■ Supplied records:

***

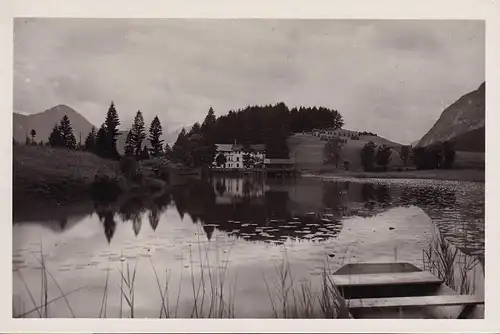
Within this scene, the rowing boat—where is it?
[332,263,484,319]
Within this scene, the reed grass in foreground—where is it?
[13,230,477,319]
[423,234,480,294]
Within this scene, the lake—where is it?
[12,176,484,318]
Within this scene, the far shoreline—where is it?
[300,169,485,183]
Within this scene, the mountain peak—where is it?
[13,104,93,143]
[417,82,486,152]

***

■ Your task: Rewrite the entries from the line that contains "Within this scene, the reed" through the end of the entries, reproducing every line in that span, text lines included, and shifting each bounding-box coordinate in the answers by adding 4 to it.

■ The solution:
Within this scene, the reed grass in foreground—where is it?
[17,234,481,323]
[427,238,484,298]
Within this scene, the lake—where is it?
[16,180,488,322]
Within this scene, the far shoreline—where is it?
[304,173,489,187]
Within this scene, the mountain peak—where is it?
[17,108,97,147]
[421,86,490,156]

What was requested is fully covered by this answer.